(Extracted data entries)

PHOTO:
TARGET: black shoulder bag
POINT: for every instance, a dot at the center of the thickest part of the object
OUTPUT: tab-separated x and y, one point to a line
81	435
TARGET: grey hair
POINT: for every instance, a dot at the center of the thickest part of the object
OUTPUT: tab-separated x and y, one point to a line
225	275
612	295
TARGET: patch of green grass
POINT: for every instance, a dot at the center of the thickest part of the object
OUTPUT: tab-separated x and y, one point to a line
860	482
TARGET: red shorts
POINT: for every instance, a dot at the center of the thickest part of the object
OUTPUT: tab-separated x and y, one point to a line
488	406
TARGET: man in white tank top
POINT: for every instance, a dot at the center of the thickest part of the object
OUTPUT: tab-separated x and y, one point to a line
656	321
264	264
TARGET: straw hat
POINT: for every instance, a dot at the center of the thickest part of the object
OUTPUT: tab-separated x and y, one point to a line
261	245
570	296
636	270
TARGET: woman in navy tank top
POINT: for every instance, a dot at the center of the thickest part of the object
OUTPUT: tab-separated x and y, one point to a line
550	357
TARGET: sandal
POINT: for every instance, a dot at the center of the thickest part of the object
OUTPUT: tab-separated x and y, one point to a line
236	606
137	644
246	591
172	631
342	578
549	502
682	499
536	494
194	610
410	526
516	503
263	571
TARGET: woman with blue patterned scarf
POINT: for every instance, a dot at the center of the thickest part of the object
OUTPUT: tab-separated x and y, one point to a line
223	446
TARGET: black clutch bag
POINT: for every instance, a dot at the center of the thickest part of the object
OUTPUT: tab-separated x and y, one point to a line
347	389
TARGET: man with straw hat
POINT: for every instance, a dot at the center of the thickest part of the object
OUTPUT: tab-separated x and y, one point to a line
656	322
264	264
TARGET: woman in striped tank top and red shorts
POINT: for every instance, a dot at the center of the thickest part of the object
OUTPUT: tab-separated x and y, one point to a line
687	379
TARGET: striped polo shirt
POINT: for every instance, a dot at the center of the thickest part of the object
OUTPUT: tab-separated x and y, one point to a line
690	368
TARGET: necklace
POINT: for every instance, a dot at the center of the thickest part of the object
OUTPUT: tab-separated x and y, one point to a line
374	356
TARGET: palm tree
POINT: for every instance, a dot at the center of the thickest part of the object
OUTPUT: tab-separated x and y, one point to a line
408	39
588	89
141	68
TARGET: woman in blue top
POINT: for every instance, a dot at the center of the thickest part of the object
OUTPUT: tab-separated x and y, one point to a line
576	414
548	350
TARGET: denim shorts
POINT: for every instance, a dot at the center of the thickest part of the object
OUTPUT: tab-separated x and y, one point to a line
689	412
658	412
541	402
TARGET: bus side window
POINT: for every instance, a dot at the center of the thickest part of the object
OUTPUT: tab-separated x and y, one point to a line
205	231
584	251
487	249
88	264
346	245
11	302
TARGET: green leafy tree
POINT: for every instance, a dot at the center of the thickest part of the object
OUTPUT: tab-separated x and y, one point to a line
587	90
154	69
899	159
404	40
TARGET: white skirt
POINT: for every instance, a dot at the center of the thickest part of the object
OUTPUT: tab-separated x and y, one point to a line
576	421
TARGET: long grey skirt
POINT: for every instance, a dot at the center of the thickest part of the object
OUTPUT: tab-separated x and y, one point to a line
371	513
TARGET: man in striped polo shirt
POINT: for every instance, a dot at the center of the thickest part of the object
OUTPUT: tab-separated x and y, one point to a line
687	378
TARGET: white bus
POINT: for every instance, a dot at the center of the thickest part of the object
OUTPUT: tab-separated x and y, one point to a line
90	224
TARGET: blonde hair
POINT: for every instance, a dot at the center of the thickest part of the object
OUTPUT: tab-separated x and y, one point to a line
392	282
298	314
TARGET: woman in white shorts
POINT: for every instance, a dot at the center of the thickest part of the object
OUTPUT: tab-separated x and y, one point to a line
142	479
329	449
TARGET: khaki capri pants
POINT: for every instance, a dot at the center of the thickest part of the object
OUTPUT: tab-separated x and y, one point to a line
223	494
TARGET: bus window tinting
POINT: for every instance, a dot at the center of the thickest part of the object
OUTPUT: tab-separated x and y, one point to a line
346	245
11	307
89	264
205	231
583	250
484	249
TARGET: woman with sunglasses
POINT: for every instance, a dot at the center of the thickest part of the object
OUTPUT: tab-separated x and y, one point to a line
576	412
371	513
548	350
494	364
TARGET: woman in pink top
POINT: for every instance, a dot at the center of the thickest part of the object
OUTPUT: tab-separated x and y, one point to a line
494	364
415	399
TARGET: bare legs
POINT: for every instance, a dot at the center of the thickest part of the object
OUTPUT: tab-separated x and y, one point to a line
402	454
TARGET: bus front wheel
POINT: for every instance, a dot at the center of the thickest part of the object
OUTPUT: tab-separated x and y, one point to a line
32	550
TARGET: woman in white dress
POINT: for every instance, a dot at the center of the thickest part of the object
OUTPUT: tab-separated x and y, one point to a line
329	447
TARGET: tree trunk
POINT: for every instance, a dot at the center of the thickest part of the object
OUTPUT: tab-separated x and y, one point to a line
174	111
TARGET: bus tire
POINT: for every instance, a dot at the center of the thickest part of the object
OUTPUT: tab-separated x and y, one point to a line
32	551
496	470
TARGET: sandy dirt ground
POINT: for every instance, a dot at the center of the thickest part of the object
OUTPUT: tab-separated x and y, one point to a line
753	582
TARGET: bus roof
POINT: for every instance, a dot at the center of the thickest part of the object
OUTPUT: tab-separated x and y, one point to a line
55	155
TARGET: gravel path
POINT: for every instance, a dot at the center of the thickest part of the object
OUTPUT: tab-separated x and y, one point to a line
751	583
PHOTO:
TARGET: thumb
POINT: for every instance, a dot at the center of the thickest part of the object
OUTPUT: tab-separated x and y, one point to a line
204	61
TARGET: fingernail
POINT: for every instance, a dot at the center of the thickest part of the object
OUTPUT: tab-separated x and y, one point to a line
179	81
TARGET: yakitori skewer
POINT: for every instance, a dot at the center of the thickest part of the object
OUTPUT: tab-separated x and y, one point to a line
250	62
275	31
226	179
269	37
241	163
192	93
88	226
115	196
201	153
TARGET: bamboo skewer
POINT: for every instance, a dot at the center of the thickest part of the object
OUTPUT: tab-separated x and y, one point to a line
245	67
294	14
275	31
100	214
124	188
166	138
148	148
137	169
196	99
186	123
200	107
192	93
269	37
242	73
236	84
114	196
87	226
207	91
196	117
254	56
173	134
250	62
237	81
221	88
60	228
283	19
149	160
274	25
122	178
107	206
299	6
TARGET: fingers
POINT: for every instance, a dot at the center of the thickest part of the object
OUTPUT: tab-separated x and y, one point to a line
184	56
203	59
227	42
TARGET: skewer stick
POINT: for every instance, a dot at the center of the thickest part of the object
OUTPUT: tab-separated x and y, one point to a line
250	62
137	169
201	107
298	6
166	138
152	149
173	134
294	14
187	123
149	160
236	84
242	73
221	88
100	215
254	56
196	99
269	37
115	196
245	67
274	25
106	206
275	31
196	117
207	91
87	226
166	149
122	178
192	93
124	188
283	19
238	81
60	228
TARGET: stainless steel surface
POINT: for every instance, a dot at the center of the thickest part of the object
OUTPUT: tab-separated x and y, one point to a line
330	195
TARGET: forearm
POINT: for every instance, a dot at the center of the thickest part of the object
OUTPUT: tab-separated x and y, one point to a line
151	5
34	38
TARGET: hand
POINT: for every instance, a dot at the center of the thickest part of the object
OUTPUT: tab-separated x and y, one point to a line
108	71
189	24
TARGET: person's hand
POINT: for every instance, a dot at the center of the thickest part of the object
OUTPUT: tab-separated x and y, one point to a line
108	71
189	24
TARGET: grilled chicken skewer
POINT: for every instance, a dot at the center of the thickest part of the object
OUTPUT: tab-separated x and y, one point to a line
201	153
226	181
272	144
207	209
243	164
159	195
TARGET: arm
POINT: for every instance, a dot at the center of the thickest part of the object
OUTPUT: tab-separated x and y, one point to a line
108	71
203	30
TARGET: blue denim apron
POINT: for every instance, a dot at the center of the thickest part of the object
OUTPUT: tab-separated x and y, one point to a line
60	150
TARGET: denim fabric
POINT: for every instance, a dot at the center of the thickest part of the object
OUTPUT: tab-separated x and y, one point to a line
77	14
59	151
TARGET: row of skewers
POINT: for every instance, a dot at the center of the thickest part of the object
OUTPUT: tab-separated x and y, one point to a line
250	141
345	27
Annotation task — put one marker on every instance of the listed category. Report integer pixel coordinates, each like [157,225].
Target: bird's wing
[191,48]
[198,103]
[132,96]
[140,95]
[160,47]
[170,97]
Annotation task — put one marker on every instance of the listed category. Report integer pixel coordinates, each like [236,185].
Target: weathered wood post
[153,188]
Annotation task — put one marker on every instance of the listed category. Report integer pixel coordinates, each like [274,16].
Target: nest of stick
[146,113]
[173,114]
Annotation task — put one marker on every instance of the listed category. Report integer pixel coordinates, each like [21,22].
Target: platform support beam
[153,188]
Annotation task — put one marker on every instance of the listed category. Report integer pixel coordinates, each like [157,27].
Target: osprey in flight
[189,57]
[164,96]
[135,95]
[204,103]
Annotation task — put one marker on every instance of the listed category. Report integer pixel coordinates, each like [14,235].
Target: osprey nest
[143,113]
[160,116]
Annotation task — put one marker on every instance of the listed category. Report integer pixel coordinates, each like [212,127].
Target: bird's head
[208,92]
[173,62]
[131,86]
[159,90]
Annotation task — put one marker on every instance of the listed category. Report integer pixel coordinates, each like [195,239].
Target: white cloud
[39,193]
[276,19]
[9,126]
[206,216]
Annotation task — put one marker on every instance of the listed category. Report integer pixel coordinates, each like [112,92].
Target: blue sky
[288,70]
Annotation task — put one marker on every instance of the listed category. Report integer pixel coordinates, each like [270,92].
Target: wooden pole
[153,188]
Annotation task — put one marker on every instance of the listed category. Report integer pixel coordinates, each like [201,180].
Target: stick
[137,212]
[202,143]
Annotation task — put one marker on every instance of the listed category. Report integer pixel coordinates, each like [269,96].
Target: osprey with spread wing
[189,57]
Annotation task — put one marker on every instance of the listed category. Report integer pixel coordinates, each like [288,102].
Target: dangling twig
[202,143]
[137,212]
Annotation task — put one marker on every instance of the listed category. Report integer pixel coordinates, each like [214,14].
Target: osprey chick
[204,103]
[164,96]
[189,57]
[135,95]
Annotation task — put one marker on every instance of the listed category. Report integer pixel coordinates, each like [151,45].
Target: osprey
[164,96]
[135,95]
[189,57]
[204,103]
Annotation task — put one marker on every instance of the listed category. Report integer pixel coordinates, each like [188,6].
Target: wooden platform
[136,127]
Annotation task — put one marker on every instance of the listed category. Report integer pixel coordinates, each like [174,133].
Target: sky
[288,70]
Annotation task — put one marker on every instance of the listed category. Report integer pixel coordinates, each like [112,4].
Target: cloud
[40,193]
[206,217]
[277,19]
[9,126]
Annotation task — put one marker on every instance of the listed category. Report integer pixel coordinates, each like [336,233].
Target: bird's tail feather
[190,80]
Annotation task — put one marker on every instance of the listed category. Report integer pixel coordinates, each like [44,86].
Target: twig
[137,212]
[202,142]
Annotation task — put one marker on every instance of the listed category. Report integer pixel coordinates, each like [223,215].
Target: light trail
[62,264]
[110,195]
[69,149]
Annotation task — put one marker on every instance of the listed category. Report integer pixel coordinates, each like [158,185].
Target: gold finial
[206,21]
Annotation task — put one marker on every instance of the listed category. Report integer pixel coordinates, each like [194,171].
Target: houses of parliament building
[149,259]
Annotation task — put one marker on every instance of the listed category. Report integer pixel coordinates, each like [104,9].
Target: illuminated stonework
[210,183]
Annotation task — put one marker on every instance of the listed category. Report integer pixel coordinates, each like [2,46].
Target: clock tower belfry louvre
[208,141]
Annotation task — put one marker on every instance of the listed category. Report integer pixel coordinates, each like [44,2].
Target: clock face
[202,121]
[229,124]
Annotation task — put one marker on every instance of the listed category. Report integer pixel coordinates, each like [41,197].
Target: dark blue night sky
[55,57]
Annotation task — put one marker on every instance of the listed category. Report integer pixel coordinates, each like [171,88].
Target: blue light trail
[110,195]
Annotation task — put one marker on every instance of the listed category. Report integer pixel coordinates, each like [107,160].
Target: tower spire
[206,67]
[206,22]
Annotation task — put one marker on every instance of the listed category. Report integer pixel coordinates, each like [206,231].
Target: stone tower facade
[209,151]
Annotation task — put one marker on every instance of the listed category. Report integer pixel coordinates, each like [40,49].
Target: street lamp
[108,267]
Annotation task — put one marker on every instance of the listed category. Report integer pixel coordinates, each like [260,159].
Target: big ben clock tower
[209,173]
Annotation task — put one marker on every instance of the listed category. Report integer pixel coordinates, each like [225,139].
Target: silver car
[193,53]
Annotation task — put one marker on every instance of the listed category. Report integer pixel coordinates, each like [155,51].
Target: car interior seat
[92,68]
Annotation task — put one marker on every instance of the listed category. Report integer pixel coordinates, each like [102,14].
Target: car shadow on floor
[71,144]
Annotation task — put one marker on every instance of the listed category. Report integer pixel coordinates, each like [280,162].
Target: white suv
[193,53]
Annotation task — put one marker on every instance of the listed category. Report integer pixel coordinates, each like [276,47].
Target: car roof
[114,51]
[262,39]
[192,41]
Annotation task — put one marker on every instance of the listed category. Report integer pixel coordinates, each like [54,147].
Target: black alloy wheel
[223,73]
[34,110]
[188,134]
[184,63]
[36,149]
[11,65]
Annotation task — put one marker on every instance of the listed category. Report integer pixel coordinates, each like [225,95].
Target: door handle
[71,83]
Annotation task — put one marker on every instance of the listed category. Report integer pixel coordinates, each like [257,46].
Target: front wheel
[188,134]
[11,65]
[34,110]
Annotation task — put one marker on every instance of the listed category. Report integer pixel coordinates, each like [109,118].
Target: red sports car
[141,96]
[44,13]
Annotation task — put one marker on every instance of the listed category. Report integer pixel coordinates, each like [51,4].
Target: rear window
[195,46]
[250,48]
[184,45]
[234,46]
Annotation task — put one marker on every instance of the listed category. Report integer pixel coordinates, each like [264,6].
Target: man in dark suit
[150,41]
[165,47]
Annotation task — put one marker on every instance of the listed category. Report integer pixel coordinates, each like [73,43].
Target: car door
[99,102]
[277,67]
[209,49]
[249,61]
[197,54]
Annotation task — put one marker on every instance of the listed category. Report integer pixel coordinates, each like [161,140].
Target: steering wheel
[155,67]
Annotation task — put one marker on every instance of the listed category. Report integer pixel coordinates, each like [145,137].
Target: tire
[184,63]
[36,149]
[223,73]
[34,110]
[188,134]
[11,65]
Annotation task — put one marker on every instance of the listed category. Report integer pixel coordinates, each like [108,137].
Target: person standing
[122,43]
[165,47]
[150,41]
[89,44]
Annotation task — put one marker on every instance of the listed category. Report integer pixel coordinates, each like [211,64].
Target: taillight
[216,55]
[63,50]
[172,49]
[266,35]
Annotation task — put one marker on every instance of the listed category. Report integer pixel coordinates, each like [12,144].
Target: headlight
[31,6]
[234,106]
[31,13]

Work instruction: Only lines containing "tank" belong in the answer; copy every such line from the records.

Solution to the exercise:
TARGET: man in white tank top
TARGET: woman in navy tank top
TARGET: woman in striped tank top and red shorts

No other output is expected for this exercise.